[Extracted records]
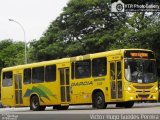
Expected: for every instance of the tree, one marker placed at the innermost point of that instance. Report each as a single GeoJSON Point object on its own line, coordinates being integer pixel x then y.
{"type": "Point", "coordinates": [12, 53]}
{"type": "Point", "coordinates": [85, 26]}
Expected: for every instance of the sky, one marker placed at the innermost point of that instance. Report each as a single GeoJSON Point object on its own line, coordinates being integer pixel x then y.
{"type": "Point", "coordinates": [34, 15]}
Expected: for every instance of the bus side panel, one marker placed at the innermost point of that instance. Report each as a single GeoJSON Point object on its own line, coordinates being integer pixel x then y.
{"type": "Point", "coordinates": [47, 92]}
{"type": "Point", "coordinates": [8, 96]}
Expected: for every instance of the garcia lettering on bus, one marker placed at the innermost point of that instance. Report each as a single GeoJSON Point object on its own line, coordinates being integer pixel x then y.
{"type": "Point", "coordinates": [82, 83]}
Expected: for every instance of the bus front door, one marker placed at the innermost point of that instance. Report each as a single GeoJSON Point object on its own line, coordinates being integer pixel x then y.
{"type": "Point", "coordinates": [116, 80]}
{"type": "Point", "coordinates": [65, 85]}
{"type": "Point", "coordinates": [18, 89]}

_Work to complete_: Omit the pictures. Transcribe every record exactly.

_Response for this exercise_:
Expected: for every instance of the tree, one marker placed at the innermost point of that instance. Report each as a single GeoJSON Point object on its own line, coordinates being integer pixel x then y.
{"type": "Point", "coordinates": [12, 53]}
{"type": "Point", "coordinates": [85, 26]}
Expected: for every instance of the sky, one marker placed at the innermost point of that instance. Report each as a single GeoJSON Point object on its own line, coordinates being integer pixel x then y.
{"type": "Point", "coordinates": [34, 15]}
Expected: for every instance of the bus side panel, one marker placed at the innermost point of that instance. Report each as a single GeoJSON Point object on its own line, coordinates being integer pixel x then y.
{"type": "Point", "coordinates": [47, 92]}
{"type": "Point", "coordinates": [8, 96]}
Expected: for every instance of the garcia lettering on bus, one marker placed at the innermost point of that instance. Report each as a single GeoJSON Point object on its own line, coordinates being integer pixel x then y.
{"type": "Point", "coordinates": [82, 83]}
Expected: for every instance of the bus front door, one marker placed at the innermost point of that instance. Report each as a single GeoJSON Point object on its own line, coordinates being integer pixel x then y.
{"type": "Point", "coordinates": [116, 80]}
{"type": "Point", "coordinates": [65, 85]}
{"type": "Point", "coordinates": [18, 89]}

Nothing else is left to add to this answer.